[[ GIVEN DATA open ]]

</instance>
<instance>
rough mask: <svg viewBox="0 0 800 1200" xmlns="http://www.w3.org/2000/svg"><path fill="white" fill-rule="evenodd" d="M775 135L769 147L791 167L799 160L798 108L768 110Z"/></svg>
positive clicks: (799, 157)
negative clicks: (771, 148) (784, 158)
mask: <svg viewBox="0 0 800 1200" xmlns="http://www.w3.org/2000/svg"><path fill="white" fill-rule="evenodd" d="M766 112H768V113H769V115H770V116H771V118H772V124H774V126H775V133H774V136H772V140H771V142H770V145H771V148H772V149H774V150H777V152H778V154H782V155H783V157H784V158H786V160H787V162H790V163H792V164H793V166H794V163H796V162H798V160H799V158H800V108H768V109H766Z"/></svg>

[[ GIVEN DATA closed ]]

**REQUIRED ACTION:** Reproduce the whole listing above, word for word.

**ANSWER BELOW:**
</instance>
<instance>
rough mask: <svg viewBox="0 0 800 1200" xmlns="http://www.w3.org/2000/svg"><path fill="white" fill-rule="evenodd" d="M775 135L769 147L791 167L799 160L798 108L768 110Z"/></svg>
positive clicks: (799, 157)
negative clicks: (771, 148) (784, 158)
mask: <svg viewBox="0 0 800 1200" xmlns="http://www.w3.org/2000/svg"><path fill="white" fill-rule="evenodd" d="M766 112H768V113H769V115H770V116H771V118H772V124H774V126H775V133H774V136H772V140H771V142H770V145H771V148H772V149H774V150H777V152H778V154H782V155H783V157H784V158H786V160H787V162H790V163H792V164H793V166H794V163H796V162H798V160H799V158H800V108H768V109H766Z"/></svg>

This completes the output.